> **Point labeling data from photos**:
——
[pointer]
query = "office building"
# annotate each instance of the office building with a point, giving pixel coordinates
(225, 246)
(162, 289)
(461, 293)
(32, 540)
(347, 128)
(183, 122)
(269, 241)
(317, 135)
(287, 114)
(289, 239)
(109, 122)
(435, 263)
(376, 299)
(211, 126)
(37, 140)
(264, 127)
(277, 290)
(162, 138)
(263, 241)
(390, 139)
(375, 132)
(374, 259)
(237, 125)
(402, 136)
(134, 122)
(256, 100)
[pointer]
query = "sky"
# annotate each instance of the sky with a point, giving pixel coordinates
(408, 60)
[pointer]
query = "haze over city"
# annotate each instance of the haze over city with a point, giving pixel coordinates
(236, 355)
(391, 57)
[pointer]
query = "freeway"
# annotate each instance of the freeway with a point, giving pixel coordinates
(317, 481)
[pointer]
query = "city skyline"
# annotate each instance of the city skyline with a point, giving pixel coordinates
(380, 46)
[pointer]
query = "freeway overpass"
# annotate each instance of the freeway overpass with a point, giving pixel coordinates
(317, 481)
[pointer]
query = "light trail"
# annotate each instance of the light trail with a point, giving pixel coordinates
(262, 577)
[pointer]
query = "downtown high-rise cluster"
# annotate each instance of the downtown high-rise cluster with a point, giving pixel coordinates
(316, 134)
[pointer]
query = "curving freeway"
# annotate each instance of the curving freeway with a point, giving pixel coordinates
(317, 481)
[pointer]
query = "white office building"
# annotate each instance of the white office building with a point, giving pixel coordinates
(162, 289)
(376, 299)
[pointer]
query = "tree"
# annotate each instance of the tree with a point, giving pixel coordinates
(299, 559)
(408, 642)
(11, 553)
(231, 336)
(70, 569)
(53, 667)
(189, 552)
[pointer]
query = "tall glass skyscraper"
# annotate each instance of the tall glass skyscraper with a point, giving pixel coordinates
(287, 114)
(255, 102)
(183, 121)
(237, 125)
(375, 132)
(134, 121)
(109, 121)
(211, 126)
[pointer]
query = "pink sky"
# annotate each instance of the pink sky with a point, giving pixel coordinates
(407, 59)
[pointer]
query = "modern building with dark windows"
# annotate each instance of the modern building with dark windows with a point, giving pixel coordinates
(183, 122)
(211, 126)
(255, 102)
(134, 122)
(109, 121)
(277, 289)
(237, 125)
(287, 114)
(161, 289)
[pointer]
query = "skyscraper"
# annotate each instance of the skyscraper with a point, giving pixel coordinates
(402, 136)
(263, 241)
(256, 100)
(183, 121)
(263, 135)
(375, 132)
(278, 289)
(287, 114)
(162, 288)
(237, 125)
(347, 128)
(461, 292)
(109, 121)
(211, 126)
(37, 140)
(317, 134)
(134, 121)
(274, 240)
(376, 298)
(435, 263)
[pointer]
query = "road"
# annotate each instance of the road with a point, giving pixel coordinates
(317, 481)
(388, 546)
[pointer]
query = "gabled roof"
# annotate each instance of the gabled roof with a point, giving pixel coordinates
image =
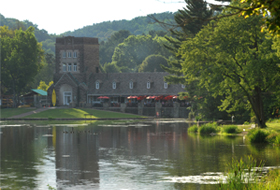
——
> **OBJECTIVE**: Pull out each line in the rows that contains the string "glass".

> **TASK ANSWER**:
query = "tall glass skyscraper"
# annotate each instance of the tall glass skyscraper with a point, giving pixel coordinates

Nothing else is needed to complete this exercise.